> [Task directions]:
Each line below that includes the word "black" is to be reported.

Records shown Block Start

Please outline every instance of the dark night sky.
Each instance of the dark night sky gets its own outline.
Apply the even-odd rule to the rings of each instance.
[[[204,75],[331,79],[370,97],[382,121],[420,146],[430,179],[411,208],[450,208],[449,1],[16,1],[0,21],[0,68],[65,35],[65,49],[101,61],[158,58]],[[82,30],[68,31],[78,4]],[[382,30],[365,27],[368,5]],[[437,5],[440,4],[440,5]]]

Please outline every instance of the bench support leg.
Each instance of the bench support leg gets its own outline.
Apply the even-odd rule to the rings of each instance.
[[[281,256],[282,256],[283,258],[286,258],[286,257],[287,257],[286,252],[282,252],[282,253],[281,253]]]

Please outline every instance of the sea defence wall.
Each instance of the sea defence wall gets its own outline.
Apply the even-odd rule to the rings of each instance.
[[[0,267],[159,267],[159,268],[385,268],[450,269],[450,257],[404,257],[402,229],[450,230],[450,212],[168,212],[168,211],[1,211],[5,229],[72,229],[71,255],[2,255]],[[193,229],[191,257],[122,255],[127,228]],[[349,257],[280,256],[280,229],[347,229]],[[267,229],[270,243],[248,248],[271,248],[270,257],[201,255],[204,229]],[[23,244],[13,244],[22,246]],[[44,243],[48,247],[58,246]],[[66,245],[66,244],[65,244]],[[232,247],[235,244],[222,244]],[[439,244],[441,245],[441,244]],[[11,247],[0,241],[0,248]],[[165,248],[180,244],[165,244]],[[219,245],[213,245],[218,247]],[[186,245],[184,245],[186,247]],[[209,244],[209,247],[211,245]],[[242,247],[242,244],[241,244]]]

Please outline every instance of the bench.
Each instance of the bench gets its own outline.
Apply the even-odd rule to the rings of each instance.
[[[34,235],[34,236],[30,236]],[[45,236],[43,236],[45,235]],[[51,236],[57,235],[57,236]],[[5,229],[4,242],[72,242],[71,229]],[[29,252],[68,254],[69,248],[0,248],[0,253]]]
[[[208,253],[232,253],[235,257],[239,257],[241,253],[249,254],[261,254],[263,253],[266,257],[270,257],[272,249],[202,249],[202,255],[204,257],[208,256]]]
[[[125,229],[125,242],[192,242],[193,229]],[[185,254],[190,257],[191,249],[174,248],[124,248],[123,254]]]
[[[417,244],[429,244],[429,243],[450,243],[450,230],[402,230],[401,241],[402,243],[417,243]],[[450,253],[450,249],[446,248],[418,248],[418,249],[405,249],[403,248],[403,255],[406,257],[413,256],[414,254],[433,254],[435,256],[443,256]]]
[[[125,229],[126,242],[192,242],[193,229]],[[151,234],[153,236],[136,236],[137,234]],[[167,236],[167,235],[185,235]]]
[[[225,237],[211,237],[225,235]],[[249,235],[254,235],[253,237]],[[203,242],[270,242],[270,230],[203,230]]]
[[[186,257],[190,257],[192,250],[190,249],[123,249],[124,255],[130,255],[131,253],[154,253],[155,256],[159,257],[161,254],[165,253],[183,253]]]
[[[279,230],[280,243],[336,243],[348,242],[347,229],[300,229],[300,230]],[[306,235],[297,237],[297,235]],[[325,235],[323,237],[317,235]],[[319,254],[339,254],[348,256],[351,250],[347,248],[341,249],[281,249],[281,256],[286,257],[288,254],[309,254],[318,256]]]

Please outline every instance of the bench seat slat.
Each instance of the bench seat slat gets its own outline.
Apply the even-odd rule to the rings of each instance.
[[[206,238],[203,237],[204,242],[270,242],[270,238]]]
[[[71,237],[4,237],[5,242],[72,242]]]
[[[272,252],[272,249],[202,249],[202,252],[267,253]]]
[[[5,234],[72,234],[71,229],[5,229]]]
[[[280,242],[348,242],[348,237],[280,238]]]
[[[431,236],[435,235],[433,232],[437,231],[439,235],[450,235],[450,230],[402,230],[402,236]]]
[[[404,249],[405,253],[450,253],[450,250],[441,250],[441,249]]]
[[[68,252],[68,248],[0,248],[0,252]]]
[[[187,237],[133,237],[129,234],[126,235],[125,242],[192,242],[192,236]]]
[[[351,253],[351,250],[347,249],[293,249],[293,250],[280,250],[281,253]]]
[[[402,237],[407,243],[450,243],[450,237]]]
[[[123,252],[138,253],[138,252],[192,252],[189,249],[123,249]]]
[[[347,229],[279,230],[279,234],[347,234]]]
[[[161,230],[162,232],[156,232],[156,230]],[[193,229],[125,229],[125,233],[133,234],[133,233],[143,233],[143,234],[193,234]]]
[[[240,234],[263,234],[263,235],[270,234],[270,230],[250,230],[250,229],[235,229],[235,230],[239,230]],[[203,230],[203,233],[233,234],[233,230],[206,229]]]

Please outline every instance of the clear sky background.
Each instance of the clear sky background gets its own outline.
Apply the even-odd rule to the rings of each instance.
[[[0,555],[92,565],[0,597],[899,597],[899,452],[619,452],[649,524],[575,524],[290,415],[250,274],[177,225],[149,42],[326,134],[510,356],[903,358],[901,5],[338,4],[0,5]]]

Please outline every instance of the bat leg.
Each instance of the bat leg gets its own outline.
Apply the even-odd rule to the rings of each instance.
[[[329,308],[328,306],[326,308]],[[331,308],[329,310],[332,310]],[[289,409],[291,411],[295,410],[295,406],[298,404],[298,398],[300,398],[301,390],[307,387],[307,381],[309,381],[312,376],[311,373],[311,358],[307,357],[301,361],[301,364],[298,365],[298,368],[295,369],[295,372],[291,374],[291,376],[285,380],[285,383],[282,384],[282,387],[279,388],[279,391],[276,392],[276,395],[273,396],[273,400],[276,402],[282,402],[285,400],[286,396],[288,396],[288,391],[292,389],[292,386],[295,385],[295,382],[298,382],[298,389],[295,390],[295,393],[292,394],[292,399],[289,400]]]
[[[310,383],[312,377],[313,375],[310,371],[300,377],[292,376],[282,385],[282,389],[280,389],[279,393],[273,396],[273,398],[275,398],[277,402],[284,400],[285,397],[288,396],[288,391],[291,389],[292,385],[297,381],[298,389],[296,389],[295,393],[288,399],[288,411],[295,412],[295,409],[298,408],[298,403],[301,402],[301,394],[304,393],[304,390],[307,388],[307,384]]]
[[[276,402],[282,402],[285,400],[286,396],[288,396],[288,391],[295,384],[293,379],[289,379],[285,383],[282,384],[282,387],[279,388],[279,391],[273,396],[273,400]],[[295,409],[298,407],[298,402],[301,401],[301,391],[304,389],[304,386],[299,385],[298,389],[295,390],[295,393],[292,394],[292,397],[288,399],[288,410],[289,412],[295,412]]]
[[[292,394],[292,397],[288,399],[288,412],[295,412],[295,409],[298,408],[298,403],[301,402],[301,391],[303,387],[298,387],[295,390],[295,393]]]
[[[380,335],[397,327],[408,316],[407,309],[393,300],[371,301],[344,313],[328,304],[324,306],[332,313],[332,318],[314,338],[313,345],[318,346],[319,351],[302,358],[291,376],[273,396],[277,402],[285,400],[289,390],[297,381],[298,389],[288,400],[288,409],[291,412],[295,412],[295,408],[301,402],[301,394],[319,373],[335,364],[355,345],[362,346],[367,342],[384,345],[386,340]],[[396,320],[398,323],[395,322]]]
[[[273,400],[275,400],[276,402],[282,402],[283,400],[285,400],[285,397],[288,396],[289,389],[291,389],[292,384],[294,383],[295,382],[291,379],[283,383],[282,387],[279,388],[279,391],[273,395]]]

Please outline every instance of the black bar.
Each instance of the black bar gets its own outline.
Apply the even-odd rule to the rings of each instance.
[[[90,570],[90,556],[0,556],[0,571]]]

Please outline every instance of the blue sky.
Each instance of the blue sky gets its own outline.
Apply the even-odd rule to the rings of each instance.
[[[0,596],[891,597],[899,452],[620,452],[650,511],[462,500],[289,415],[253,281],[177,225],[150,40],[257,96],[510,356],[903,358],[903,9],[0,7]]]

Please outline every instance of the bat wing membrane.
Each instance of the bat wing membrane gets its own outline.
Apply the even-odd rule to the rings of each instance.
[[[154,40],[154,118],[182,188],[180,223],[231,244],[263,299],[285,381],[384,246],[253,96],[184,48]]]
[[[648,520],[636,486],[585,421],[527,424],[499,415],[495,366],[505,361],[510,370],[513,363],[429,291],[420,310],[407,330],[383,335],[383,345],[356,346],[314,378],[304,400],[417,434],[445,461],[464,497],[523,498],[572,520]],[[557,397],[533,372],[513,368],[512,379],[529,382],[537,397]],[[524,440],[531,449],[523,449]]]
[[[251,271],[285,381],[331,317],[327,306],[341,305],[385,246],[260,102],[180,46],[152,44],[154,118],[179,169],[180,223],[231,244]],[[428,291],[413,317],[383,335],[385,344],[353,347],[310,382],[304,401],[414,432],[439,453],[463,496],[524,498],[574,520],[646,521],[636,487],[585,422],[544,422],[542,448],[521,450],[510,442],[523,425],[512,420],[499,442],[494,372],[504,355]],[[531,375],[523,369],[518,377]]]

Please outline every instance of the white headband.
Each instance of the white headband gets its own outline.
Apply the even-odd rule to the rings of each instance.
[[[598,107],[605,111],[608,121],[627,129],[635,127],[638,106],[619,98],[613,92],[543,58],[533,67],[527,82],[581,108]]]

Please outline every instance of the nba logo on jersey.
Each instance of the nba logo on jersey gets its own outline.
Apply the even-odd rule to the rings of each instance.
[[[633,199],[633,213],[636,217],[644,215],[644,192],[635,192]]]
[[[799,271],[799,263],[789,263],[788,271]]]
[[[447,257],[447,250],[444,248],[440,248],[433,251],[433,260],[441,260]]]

Records shown Block End

> [The answer]:
Please outline every instance of the black bar.
Each instance of the black bar gets its own outline.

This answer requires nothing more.